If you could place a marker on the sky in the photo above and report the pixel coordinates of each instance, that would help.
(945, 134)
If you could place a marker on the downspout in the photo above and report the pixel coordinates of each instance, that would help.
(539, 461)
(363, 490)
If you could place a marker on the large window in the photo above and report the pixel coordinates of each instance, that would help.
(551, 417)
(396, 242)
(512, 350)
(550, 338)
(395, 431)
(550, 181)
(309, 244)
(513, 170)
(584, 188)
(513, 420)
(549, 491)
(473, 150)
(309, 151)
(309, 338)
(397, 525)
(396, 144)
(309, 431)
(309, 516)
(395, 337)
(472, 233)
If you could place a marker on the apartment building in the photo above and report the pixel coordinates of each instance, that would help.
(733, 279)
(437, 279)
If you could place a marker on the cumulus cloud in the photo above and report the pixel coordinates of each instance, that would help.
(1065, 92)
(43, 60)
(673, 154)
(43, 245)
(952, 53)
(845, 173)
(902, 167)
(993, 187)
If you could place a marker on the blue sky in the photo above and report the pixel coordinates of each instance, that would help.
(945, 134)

+---+

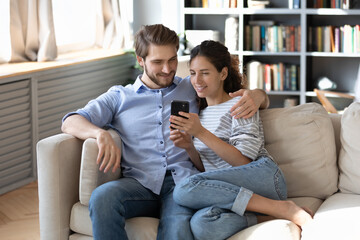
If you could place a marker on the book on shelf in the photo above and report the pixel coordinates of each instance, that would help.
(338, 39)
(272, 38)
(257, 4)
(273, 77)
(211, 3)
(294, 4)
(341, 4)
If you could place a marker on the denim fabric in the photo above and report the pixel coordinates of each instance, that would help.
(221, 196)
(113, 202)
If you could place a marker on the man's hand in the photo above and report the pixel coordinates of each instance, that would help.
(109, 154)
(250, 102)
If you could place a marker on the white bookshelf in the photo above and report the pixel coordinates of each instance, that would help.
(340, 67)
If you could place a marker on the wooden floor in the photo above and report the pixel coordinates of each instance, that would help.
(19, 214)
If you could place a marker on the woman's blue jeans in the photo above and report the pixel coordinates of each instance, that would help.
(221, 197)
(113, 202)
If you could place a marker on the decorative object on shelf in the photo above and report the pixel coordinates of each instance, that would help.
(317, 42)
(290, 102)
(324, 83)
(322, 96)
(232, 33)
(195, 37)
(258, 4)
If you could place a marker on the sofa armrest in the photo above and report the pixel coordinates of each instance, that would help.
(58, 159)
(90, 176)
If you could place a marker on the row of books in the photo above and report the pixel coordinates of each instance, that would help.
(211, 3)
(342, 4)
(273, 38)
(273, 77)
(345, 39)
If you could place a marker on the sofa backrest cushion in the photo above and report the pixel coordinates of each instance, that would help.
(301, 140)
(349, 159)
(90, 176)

+---+

### [To do]
Count the lines in the rows above that contain the word "blue". Reply with only that number.

### [Full solution]
2